*PROMPT 1*.
Answer these questions using the article on the UAB statistical guidelines.
(a) In which issue of which journal were the guidelines published?
(b) On what date and at what time was the article posted?
(c) What two positions does David B. Allison hold at UAB?
*PROMPT 2*. Write the next few paragraphs of the article on the UAB statistical guidelines, picking up after its last sentence.

*GIVEN TEXT*.

Segment Open

Researchers at the University of Alabama at Birmingham (UAB) have developed guidelines to help scientists evaluate the validity of statistical methods used to interpret and assess large amounts of complex data. Guidelines are published in the Aug. 30 issue of Nature Genetics.

Posted on September 2, 2004 at 9:35 a.m.

BIRMINGHAM, AL — Researchers at the University of Alabama at Birmingham (UAB) have developed guidelines to help scientists evaluate the validity of statistical methods used to interpret and assess large amounts of complex data. Guidelines are published in the Aug. 30 issue of Nature Genetics.

“Guidelines apply to high dimensional biology or ‘omic’ research, such as genomics, in which researchers examine the entire genome or many genes of an organism at once,” said David B. Allison, Ph.D., professor of biostatistics and head of the section on statistical genetics at UAB. “This is a younger, less mature discipline. The guidelines, which we’ve put in writing for the first time, are designed to answer: ‘What is a valid statistical method?’ and ‘How do you go about determining a statistical method’s validity?’”

Segment Closed

*INFORMATION SHOWN*.
Segment Open

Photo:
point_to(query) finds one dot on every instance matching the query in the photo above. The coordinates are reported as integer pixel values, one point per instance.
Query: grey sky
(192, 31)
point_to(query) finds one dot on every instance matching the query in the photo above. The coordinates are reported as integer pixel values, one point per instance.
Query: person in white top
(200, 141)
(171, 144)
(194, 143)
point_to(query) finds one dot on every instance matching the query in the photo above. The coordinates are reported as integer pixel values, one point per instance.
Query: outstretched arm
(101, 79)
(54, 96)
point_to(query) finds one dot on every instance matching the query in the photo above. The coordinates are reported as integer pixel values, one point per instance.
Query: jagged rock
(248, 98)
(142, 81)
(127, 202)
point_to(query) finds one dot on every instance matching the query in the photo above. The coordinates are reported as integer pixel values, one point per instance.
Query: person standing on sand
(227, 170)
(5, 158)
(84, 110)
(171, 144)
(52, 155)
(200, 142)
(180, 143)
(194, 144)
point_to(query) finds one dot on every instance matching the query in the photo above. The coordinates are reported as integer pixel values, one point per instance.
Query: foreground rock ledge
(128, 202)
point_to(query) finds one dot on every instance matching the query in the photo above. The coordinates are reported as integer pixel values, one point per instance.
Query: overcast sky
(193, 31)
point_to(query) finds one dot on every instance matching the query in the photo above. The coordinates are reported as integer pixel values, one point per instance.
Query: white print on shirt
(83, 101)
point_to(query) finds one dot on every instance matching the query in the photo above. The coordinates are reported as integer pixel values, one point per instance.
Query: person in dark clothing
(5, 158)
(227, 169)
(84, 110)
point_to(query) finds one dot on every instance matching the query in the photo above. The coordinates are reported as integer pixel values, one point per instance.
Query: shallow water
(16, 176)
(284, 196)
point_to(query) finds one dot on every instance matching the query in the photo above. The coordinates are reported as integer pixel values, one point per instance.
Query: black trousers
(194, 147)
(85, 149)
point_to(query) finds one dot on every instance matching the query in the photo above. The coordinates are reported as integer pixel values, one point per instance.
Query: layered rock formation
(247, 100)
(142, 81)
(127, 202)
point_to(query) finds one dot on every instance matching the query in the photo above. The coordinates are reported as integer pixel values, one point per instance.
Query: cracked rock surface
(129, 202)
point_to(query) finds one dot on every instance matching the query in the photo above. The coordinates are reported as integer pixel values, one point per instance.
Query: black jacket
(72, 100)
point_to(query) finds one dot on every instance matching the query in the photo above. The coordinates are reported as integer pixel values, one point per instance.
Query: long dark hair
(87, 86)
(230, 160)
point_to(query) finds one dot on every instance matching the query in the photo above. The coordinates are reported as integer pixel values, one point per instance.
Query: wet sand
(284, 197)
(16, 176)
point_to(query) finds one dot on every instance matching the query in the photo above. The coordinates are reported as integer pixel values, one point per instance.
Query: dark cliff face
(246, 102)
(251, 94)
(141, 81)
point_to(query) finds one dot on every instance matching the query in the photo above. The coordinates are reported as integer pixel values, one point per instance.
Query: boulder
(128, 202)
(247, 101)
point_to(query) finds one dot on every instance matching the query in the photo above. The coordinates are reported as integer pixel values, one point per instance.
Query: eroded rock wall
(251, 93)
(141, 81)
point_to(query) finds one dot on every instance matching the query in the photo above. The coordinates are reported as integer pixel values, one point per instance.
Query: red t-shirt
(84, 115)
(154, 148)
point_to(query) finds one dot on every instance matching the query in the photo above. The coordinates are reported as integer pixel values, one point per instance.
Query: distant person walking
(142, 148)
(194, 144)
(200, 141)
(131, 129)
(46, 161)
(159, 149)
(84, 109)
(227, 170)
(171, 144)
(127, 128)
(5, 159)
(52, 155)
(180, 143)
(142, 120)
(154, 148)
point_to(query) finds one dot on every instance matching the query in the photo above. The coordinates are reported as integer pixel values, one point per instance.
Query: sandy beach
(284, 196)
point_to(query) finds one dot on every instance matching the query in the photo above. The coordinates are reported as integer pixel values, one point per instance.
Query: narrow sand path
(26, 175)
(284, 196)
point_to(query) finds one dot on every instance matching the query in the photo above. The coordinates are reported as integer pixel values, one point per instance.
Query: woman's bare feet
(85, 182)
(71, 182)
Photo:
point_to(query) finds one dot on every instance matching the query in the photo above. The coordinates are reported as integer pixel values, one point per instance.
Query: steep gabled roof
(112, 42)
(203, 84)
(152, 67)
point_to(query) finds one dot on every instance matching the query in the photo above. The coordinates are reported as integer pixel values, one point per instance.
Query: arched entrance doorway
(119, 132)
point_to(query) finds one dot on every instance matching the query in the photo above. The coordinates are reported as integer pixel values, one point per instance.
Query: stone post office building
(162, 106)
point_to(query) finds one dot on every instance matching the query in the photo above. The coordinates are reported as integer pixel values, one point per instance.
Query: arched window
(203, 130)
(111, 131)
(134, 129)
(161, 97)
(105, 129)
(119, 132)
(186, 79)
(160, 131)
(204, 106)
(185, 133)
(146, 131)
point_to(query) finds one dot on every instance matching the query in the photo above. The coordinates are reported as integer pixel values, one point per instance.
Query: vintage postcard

Segment Closed

*WRITTEN REPLY 1*.
(a) The Aug. 30 issue of Nature Genetics.
(b) September 2, 2004, at 9:35 a.m.
(c) Professor of biostatistics and head of the section on statistical genetics.

*WRITTEN REPLY 2*.
UAB researchers engaged in extensive dialogue, gathered feedback from lecturing and attending seminars and reviewed published literature. “What resonated from this research is there is much confusion between illustration and demonstration,” Allison said. “We found many studies that included formulas with a lot of razzle dazzle that lacked sound reasoning.”

Allison cautions some writers also fail to qualify claims. “The field of omic research moves fast, and we need new methodologies. We all are willing to expect errors will happen, but we need to know the risk, or how often we can expect an error to occur — if we did the calculation an infinite number of times, how often would it be wrong?”

Statisticians rely on mathematical proofs or computer simulations, or situations where the ‘truth’ is known, to test the validity of methods. “Datasets are used for this purpose,” Allison said. “We need a near infinite number for datasets to draw firm conclusions. We also need a public archive of artificially constructed ‘plasmode’ datasets for methodologists to benchmark their method’s performance against.”

More information about UAB’s Section on Statistical Genetics is available online at www.soph.uab.edu/ssg or by contacting Richard Sarver at (205) 975-9169 or by e-mail at rsarver@uab.edu.

UAB researchers who collaborated on the paper are Tapan Mehta, a graduate student in electrical engineering, and Murat Tanik, Ph.D., professor of engineering with the department of electrical and computer engineering.